- [Input data]

____

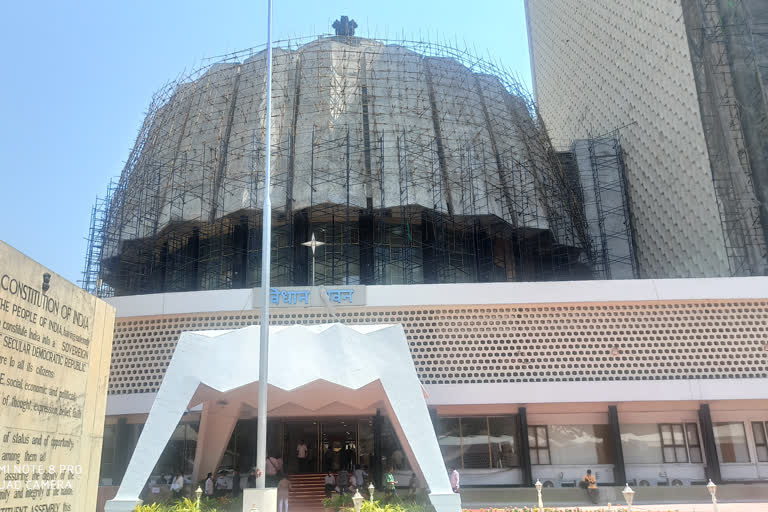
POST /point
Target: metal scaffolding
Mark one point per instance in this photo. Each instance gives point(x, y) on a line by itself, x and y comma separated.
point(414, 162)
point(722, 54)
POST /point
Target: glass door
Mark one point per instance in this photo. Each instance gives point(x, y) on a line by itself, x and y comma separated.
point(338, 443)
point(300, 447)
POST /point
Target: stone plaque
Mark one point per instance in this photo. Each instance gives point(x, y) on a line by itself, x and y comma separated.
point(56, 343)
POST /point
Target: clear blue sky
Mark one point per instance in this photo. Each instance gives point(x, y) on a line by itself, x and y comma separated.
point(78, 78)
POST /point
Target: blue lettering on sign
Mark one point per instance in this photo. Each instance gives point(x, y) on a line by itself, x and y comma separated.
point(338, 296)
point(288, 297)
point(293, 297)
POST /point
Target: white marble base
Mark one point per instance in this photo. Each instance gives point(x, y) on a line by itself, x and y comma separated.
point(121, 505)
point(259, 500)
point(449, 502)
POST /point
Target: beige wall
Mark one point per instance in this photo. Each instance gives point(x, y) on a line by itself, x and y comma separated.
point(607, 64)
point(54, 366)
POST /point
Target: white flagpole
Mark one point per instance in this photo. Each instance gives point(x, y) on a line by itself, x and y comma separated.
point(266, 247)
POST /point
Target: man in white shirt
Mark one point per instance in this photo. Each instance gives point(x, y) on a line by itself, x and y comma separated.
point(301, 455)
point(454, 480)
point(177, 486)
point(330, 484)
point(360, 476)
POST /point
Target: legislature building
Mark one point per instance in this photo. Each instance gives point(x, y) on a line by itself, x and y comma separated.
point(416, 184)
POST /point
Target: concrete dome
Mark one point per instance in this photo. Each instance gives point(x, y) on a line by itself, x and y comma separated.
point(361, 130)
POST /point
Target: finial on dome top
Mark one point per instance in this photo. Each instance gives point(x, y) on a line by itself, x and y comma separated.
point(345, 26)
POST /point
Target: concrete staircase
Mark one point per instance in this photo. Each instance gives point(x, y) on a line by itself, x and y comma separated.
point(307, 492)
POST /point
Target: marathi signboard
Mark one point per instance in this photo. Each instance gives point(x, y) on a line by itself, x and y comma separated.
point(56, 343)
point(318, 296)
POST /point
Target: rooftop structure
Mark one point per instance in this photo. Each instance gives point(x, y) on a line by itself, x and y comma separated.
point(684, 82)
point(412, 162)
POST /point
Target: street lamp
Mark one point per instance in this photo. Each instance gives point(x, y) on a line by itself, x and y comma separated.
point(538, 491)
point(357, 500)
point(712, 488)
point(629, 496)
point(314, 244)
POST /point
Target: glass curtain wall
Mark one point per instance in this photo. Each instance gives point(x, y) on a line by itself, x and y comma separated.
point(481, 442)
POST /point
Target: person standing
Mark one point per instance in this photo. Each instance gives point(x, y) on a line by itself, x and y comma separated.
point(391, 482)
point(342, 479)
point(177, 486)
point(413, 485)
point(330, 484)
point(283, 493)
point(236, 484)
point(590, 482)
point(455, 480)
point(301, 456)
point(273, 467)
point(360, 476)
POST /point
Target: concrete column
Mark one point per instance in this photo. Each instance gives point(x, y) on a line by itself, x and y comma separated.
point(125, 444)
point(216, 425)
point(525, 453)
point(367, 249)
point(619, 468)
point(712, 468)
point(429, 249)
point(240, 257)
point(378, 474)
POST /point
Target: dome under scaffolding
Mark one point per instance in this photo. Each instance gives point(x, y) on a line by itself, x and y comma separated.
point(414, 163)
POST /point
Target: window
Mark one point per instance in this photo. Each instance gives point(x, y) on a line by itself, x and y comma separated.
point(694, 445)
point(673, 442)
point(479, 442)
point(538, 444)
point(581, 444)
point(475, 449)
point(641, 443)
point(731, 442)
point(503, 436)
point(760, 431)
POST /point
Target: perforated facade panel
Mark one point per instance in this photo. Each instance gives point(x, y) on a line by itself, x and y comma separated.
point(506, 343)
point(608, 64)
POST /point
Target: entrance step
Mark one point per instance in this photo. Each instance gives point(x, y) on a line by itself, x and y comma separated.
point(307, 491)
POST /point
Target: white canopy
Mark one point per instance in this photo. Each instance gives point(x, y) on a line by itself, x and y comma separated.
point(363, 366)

____

- [What to do] Word for word, restate the lines of the data above that fall between the line holding "Target: legislature building" and the line holding "Target: finial on dome top", inclusive, and no other lines.

- [Finished exercise]
Target: legislature building
Mark one point per instance in this photo. Each instance gives point(x, y) on a line by itself, x and y comma separated.
point(416, 184)
POST /point
Target: concrete dome
Mark one point per instance in this photo. Each instance gives point(x, y) on a line by itself, x and y comma separated.
point(361, 130)
POST /point
Target: finial on dome top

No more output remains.